## Start PASSAGE
Are the means of these two distributions the same or different? What about the medians?

- A. Both are the same
- B. Means are different, medians are same
- C. Means are same, medians are different
- D. Both are different

### To answer, go to [menti.com](https://menti.com) and enter the code 6968 5594.

### Answer

In [None]:
df_A = bpd.DataFrame().assign(data=...)
df_B = bpd.DataFrame().assign(data=...)

In [None]:
print(
    'median #1:\t%f' % df_A.get('data').median(),
    'median #2:\t%f' % df_B.get('data').median(),
    'mean #1:\t%f' % df_A.get('data').mean(),
    'mean #2:\t%f' % df_B.get('data').mean(),
    sep='\n'
)

### Example: flight delays

In [None]:
delays = bpd.read_csv('data/delays.csv')
delays.plot(kind='hist', y='Delay', bins=np.arange(-20.5, 210, 5), density=True, ec='w', figsize=(10, 5))
plt.title('Flight Delays')
plt.xlabel('Delay (minutes)');

**Question:** Which is larger – the mean or the median?

In [None]:
delays.get('Delay').mean()

In [None]:
delays.get('Delay').median()

In [None]:
delays.plot(kind='hist', y='Delay', bins=np.arange(-20.5, 210, 5), density=True, ec='w', alpha=0.65, figsize=(10, 5))
plt.plot([delays.get('Delay').mean(), delays.get('Delay').mean()], [0, 1], color='green', label='Mean')
plt.scatter([delays.get('Delay').mean()], [-0.0017], color='green', marker='^', s=250)
plt.plot([delays.get('Delay').median(), delays.get('Delay').median()], [0, 1], color='purple', label='Median')
plt.title('Flight Delays')
plt.xlabel('Delay (minutes)')
plt.ylim(-0.005, 0.065)
plt.legend();

### Comparing the mean and median
- **Mean:** Balance point of the histogram.
    - Numerically: the sum of the differences between all data points and the mean is 0.
    - Physically: Think of a see-saw.
- **Median:** Half-way point of the data.
    - Half of the area of a histogram is to the left of the median, and half is to the right.
- If the distribution is symmetric about a value, then that value is both the mean and the median.
- If the distribution is **skewed**, then the mean is pulled away from the median in the direction of the tail.

- **Key property:** The median is more **robust** (less **sensitive**) to **outliers**.

### Example: net worths

Suppose we have the net worth of all UCSD students.

In [None]:
worths = np.random.lognormal(5.5, 1.25, 20_000)
plt.hist(worths, bins=np.arange(0, 2_000, 100), density=True, ec='w');

In [None]:
np.mean(worths)

In [None]:
np.median(worths)
## End PASSAGE
## Start RECORDS SHOWN
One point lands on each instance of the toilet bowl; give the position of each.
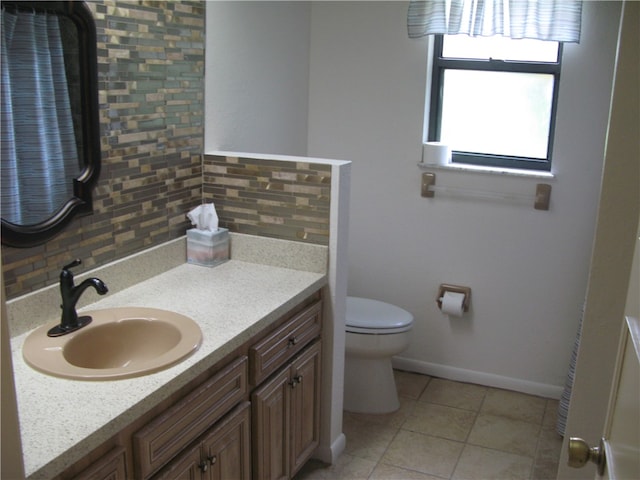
(375, 331)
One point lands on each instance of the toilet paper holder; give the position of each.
(466, 291)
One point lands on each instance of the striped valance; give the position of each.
(554, 20)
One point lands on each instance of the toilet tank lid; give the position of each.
(368, 313)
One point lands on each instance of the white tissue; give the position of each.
(204, 217)
(453, 304)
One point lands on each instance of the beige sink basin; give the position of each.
(118, 343)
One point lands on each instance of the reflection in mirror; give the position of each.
(50, 138)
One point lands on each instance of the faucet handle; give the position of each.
(75, 263)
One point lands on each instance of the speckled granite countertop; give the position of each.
(63, 420)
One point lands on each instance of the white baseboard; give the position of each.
(480, 378)
(331, 453)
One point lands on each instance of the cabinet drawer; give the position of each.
(160, 440)
(280, 345)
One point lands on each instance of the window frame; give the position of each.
(440, 64)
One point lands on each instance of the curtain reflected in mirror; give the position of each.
(49, 136)
(37, 121)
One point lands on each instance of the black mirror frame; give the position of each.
(81, 203)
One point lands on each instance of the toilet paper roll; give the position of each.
(436, 153)
(453, 303)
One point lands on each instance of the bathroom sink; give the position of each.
(118, 343)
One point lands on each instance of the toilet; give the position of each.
(375, 331)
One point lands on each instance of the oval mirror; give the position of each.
(50, 128)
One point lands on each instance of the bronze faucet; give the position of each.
(70, 296)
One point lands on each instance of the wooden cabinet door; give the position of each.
(227, 449)
(270, 419)
(305, 406)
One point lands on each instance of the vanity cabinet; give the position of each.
(112, 466)
(169, 434)
(222, 453)
(256, 415)
(286, 417)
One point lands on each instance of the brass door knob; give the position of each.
(580, 453)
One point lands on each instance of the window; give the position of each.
(493, 100)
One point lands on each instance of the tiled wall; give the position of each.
(150, 73)
(272, 198)
(151, 92)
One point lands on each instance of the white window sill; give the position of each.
(510, 172)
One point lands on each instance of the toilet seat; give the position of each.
(367, 316)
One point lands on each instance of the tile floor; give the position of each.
(449, 430)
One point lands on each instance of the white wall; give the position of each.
(257, 76)
(527, 269)
(351, 67)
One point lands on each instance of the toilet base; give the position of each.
(373, 392)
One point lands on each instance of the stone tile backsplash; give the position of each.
(151, 95)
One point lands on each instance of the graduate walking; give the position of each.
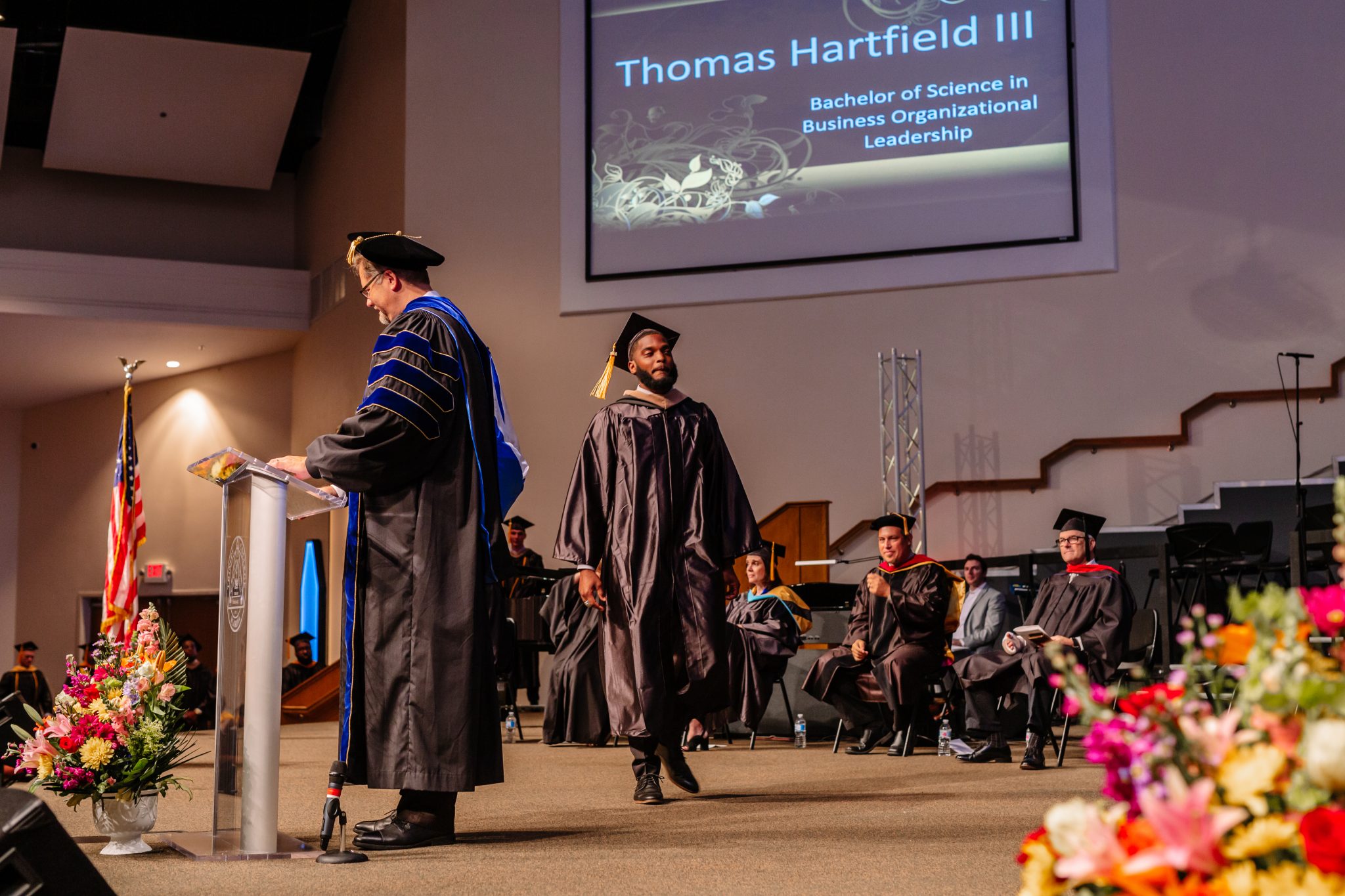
(657, 500)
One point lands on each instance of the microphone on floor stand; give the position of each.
(332, 815)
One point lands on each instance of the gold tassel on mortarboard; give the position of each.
(603, 382)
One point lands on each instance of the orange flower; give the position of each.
(1235, 644)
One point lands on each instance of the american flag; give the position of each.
(125, 535)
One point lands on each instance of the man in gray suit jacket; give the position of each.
(986, 616)
(985, 613)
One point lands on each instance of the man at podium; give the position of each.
(428, 459)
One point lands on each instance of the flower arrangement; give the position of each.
(1224, 779)
(115, 730)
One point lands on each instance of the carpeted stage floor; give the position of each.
(772, 820)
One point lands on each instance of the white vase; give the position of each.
(124, 822)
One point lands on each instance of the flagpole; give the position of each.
(121, 534)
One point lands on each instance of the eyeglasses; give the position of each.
(363, 291)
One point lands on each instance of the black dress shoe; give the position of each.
(377, 824)
(405, 834)
(1033, 757)
(868, 740)
(985, 753)
(677, 770)
(648, 792)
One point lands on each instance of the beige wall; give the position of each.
(66, 482)
(351, 181)
(1232, 247)
(100, 215)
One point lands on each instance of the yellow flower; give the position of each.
(1262, 836)
(101, 708)
(96, 753)
(1248, 774)
(1039, 872)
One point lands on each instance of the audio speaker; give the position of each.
(37, 855)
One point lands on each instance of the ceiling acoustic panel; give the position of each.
(7, 38)
(174, 109)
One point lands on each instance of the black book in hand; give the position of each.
(1032, 633)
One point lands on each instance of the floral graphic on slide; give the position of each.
(908, 12)
(650, 175)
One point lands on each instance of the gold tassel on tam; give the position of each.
(603, 382)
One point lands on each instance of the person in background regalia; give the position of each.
(898, 631)
(522, 595)
(576, 707)
(657, 500)
(27, 681)
(304, 667)
(431, 463)
(1086, 609)
(767, 624)
(200, 702)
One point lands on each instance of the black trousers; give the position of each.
(982, 715)
(857, 712)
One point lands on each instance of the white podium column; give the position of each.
(261, 689)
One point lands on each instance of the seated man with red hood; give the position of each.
(898, 631)
(1086, 609)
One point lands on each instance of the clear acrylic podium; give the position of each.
(257, 501)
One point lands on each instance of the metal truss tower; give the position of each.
(902, 425)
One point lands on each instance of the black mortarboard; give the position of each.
(635, 326)
(772, 553)
(1079, 522)
(391, 250)
(902, 521)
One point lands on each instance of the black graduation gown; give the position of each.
(295, 675)
(32, 687)
(904, 636)
(657, 500)
(576, 707)
(1097, 608)
(418, 459)
(763, 636)
(201, 696)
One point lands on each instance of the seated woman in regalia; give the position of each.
(767, 624)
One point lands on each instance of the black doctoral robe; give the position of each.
(1095, 609)
(201, 696)
(418, 458)
(657, 500)
(32, 687)
(576, 707)
(295, 675)
(904, 634)
(763, 636)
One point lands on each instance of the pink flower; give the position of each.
(1187, 825)
(1327, 608)
(1214, 736)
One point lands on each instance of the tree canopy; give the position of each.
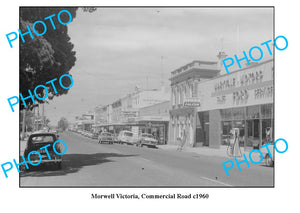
(45, 57)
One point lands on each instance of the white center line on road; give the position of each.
(219, 182)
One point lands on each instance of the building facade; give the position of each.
(243, 99)
(185, 98)
(154, 120)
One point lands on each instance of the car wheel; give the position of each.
(269, 161)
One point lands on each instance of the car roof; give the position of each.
(126, 131)
(43, 134)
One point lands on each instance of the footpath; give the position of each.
(207, 151)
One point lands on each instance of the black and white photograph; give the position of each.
(146, 96)
(149, 106)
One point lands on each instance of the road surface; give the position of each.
(89, 164)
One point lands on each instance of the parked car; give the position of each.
(146, 139)
(106, 137)
(38, 140)
(89, 134)
(95, 135)
(127, 137)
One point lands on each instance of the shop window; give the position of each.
(267, 111)
(226, 114)
(267, 131)
(253, 112)
(238, 113)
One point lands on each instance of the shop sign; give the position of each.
(192, 104)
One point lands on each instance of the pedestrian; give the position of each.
(181, 140)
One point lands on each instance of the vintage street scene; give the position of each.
(146, 97)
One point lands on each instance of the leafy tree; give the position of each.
(45, 57)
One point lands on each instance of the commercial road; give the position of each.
(87, 163)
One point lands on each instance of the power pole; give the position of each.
(23, 124)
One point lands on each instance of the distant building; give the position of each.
(85, 121)
(124, 112)
(154, 119)
(185, 98)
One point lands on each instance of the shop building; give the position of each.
(154, 120)
(207, 106)
(243, 99)
(185, 98)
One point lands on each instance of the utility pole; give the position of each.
(162, 71)
(23, 124)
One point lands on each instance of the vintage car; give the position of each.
(106, 137)
(146, 139)
(127, 137)
(38, 140)
(95, 135)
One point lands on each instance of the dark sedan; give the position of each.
(39, 140)
(106, 137)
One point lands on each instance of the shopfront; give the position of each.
(243, 99)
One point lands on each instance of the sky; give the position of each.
(118, 49)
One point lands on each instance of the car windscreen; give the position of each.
(106, 134)
(129, 134)
(42, 139)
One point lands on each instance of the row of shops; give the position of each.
(242, 99)
(203, 104)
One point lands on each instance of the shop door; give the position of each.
(206, 130)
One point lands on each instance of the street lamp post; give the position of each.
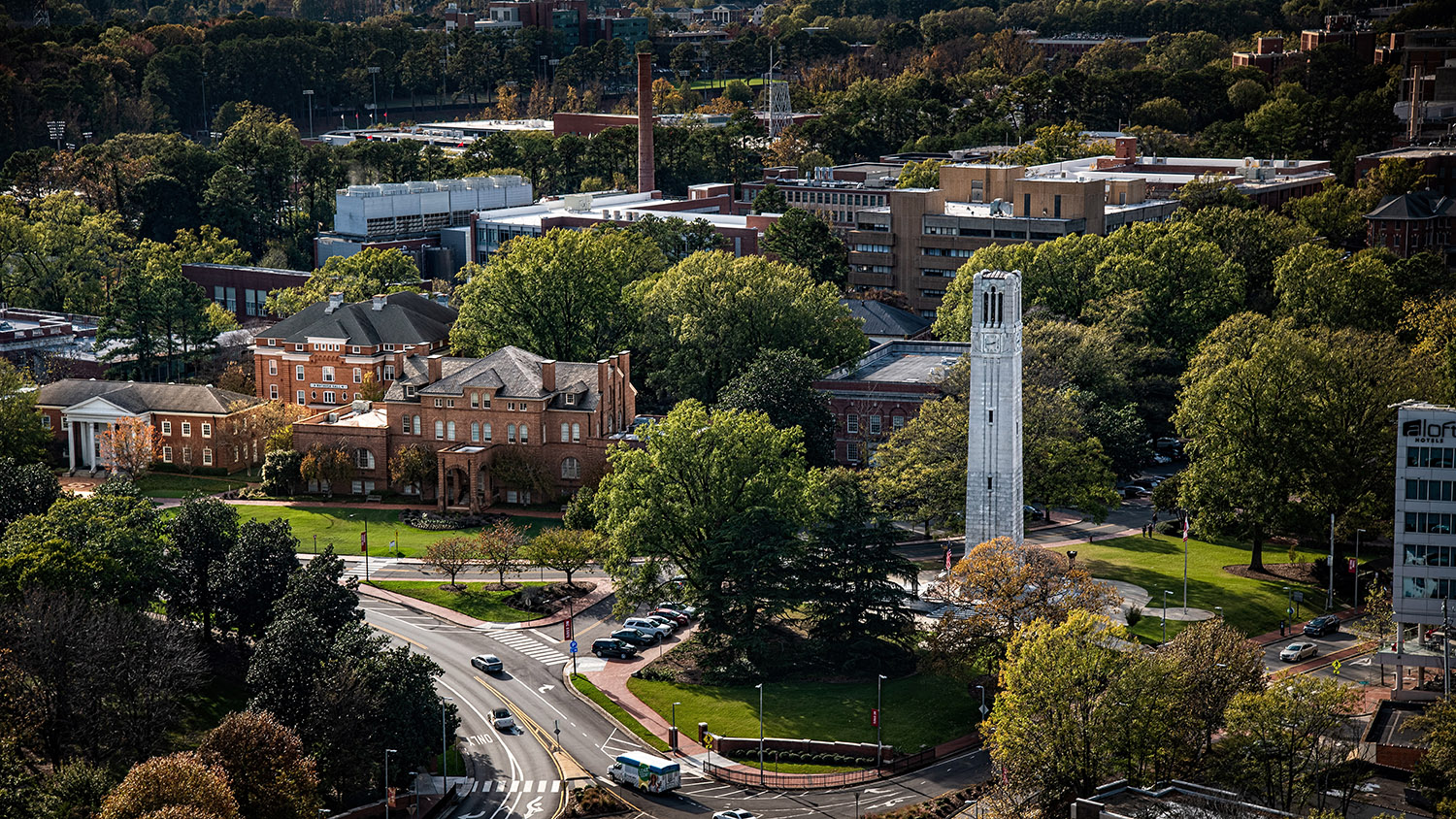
(373, 73)
(387, 751)
(445, 752)
(760, 735)
(879, 720)
(1357, 566)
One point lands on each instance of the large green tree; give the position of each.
(702, 493)
(562, 296)
(705, 319)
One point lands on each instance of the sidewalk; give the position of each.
(603, 589)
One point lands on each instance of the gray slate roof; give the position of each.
(408, 319)
(512, 372)
(1418, 206)
(142, 398)
(884, 319)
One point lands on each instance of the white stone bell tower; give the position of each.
(993, 496)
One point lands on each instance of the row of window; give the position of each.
(1432, 522)
(873, 423)
(186, 428)
(1430, 457)
(1429, 489)
(1432, 588)
(1421, 554)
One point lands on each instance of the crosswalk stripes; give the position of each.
(517, 786)
(530, 647)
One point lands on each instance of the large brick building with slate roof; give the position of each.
(507, 428)
(200, 425)
(319, 355)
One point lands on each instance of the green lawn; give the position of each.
(478, 601)
(1254, 606)
(337, 527)
(917, 710)
(172, 484)
(596, 696)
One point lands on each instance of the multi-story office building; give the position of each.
(1424, 569)
(320, 355)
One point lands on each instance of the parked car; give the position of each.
(613, 647)
(648, 626)
(1321, 626)
(635, 638)
(675, 615)
(1296, 652)
(503, 719)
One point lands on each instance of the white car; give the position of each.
(1296, 652)
(503, 719)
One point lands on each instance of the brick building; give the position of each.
(882, 390)
(319, 355)
(507, 428)
(200, 425)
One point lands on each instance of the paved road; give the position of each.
(514, 775)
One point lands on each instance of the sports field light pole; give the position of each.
(445, 757)
(760, 735)
(879, 722)
(387, 751)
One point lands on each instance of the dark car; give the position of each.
(1321, 626)
(635, 638)
(611, 647)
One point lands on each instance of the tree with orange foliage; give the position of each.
(130, 445)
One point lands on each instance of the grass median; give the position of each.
(480, 600)
(1251, 606)
(916, 711)
(617, 711)
(341, 528)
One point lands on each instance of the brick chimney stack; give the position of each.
(646, 168)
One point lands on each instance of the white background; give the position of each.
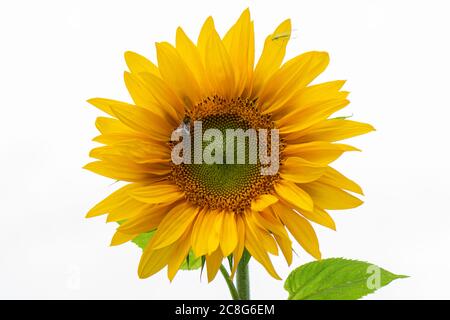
(56, 54)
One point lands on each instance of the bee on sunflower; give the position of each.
(219, 211)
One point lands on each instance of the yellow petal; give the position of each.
(137, 63)
(286, 247)
(263, 201)
(149, 219)
(167, 102)
(157, 193)
(272, 55)
(173, 225)
(337, 179)
(191, 55)
(109, 125)
(206, 233)
(334, 130)
(300, 170)
(213, 263)
(220, 70)
(253, 245)
(312, 116)
(265, 238)
(320, 216)
(239, 250)
(177, 74)
(319, 152)
(153, 261)
(140, 95)
(329, 197)
(215, 231)
(308, 97)
(229, 235)
(198, 240)
(294, 195)
(113, 200)
(238, 44)
(300, 228)
(120, 238)
(205, 33)
(129, 208)
(143, 120)
(179, 254)
(294, 75)
(118, 172)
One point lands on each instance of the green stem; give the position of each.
(230, 284)
(242, 277)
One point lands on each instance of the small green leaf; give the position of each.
(342, 118)
(336, 279)
(142, 239)
(191, 262)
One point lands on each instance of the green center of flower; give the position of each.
(225, 185)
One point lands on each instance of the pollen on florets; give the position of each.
(229, 187)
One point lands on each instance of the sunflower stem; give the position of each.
(242, 277)
(230, 284)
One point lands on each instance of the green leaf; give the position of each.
(142, 239)
(191, 262)
(336, 279)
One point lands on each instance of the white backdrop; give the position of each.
(56, 54)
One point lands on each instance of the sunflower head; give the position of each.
(215, 205)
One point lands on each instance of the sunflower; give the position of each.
(219, 211)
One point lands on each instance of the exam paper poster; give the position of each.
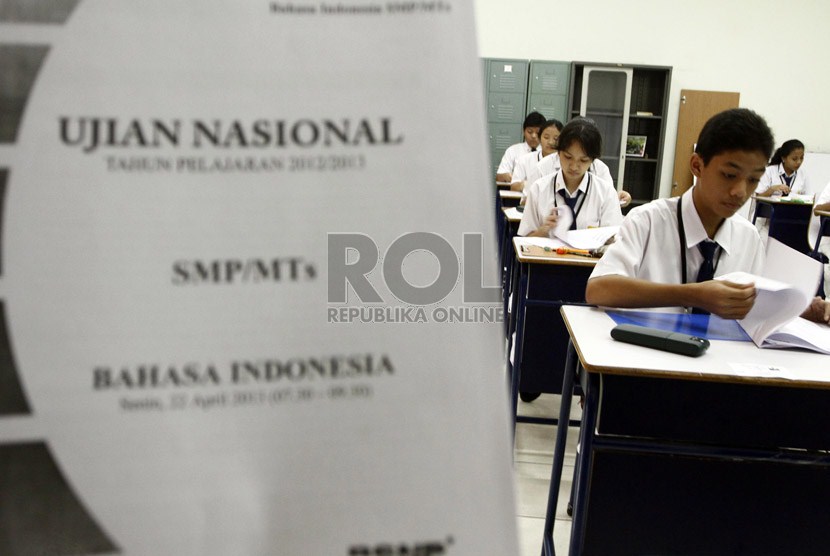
(173, 377)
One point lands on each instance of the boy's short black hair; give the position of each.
(534, 119)
(738, 129)
(586, 133)
(551, 123)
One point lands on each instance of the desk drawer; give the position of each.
(739, 415)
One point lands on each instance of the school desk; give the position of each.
(727, 453)
(823, 229)
(504, 199)
(541, 283)
(789, 220)
(511, 218)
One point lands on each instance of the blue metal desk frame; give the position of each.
(816, 456)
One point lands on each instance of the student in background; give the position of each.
(551, 164)
(592, 200)
(780, 178)
(530, 129)
(782, 175)
(668, 251)
(526, 169)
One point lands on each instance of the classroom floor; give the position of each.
(533, 456)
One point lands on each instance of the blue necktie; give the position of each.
(707, 268)
(571, 202)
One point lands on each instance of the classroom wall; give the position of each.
(774, 53)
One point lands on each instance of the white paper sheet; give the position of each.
(166, 256)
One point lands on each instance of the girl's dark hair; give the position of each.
(551, 123)
(585, 132)
(784, 150)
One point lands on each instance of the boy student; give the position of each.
(592, 200)
(530, 128)
(526, 169)
(668, 251)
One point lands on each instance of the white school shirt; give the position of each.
(812, 234)
(511, 155)
(551, 165)
(600, 206)
(648, 244)
(526, 168)
(774, 175)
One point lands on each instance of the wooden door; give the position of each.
(696, 107)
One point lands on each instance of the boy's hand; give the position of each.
(550, 221)
(727, 300)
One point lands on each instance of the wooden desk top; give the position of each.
(528, 251)
(507, 194)
(724, 361)
(784, 200)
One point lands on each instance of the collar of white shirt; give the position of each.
(559, 184)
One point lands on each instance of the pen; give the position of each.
(569, 251)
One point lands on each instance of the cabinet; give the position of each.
(626, 101)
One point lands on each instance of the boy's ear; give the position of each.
(696, 165)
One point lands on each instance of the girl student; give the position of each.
(592, 200)
(526, 170)
(782, 175)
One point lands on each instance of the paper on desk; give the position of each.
(184, 379)
(589, 238)
(563, 222)
(798, 198)
(786, 288)
(553, 243)
(513, 213)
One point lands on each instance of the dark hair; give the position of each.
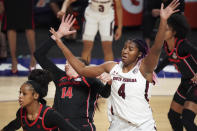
(141, 45)
(39, 79)
(82, 60)
(179, 24)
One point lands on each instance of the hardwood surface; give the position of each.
(160, 102)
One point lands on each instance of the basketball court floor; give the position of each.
(160, 102)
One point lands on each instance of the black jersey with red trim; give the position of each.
(75, 98)
(38, 124)
(46, 120)
(184, 57)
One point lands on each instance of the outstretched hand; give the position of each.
(55, 35)
(169, 10)
(194, 79)
(65, 26)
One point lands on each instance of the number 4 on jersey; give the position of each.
(67, 93)
(121, 91)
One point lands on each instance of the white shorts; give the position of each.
(97, 21)
(119, 124)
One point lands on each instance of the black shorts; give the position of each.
(187, 91)
(83, 125)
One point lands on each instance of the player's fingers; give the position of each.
## End RECORDS SHOWN
## WHAT YOU WILL DO
1/ Render the records from the line containing "One point lands on each instance of the oval" through the line containing "(1235, 644)", inclusive, as a two-column CSV with the header columns request and points. Use one row per request, and put each value in a single quoted field with its line breaks replaced by spaces. Leave out the pictures.
2/ Write the next part of the notes on comparing the mean and the median, continuing after the last line shown.

## TASK-BY-TASK OUTPUTS
1/
request,points
"One point lands on each instance of the oval mirror; give the position of each.","(50, 128)"
"One point lands on each instance of the bronze faucet; give the position of each.","(70, 296)"
"One point lands on each instance of the wooden cabinet door; give the position of each.","(227, 449) (270, 419) (305, 406)"
"One point lands on each instance of the vanity cabinet; give the position of each.","(112, 466) (169, 434) (222, 453) (256, 415) (286, 417)"
"One point lands on each instance of the brass door knob; give the position of each.","(580, 453)"
"One point lands on each instance of the window; give the position of each.","(493, 100)"
"One point lands on each instance of the tiled wall; give the position of each.","(150, 73) (272, 198) (151, 92)"
"One point lands on each instance of the white window sill; give the position of each.","(510, 172)"
"One point lands on each instance of the toilet seat; give the position of each.","(367, 316)"
"One point lands on each instance of the tile floor; give the position of each.","(449, 430)"
"One point lands on each instance of the white wall; give the position of each.","(257, 76) (527, 269) (351, 67)"
"One point lands on each instance of the toilet base; give the position of each.","(373, 392)"
"One point lands on each instance of the stone tile backsplash; give the position of each.","(151, 95)"
"One point lands on each instance of the graduate walking; give the position of each.","(657, 500)"
"One point lands on each instance of the microphone on floor stand; give the position of each.","(332, 815)"
"One point lands on each instance of the gold tassel on mortarboard; give the position of each.","(603, 382)"
"One point lands on each instance of the orange flower; give the position of each.","(1235, 644)"

2/
Suppose that LeBron James enrolls at UCSD as a Data Science major. Per [Forbes](https://bleacherreport.com/articles/10014995-forbes-lebron-james-net-worth-close-to-1b-to-break-nba-earnings-record-this-year), his net worth is close to one billion dollars.

In [None]:
new_worths = np.append(worths, 10 ** 9)

In [None]:
np.mean(new_worths)

In [None]:
np.median(new_worths)

The mean net worth is now over 50 thousand dollars, while the median is unchanged!

## Standard deviation

### Question: How "wide" is a distribution? 

- **One idea:** “biggest value - smallest value” (known as the **range**).
    - Issue: this doesn’t tell us much about the shape of the distribution.

- **Another idea:** "standard deviation".
    - The mean is at the center. 
    - The standard deviation quantifies how far the data points typically are from the center.

### Deviations from the mean

In [None]:
data = np.array([2, 3, 3, 9])

In [None]:
np.mean(data)

In [None]:
deviations = data - np.mean(data)
deviations

### What is the average deviation?

In [None]:
deviations

In [None]:
np.mean(deviations)

- As was mentioned before, this is true of any dataset – the average deviation from the mean is 0.
- This implies that the average deviation itself is not useful in measuring the spread of data.

### Average **squared** deviation

In [None]:
# Square all the deviations
deviations ** 2

In [None]:
variance = np.mean(deviations ** 2)
variance

This quantity, the average squared deviation from the mean, is called the **variance**.

### Standard deviation

- Our data usually has units, e.g. dollars.
- The variance is in "squared" units, e.g. $\text{dollars}^2$.
- To account for this, we can take the square root of the variance, and the result is called the **standard deviation**.

In [None]:
# Standard Deviation (SD) is the square root of the variance
sd = variance ** 0.5
sd

### Standard deviation

- The standard deviation (SD) measures roughly how far the data are from their average.
    - Larger SD = more spread out.
- Standard deviation has the same units as the original data.
- `numpy` has a function, `np.std`, that calculates the standard deviation for us.

In [None]:
np.std(data)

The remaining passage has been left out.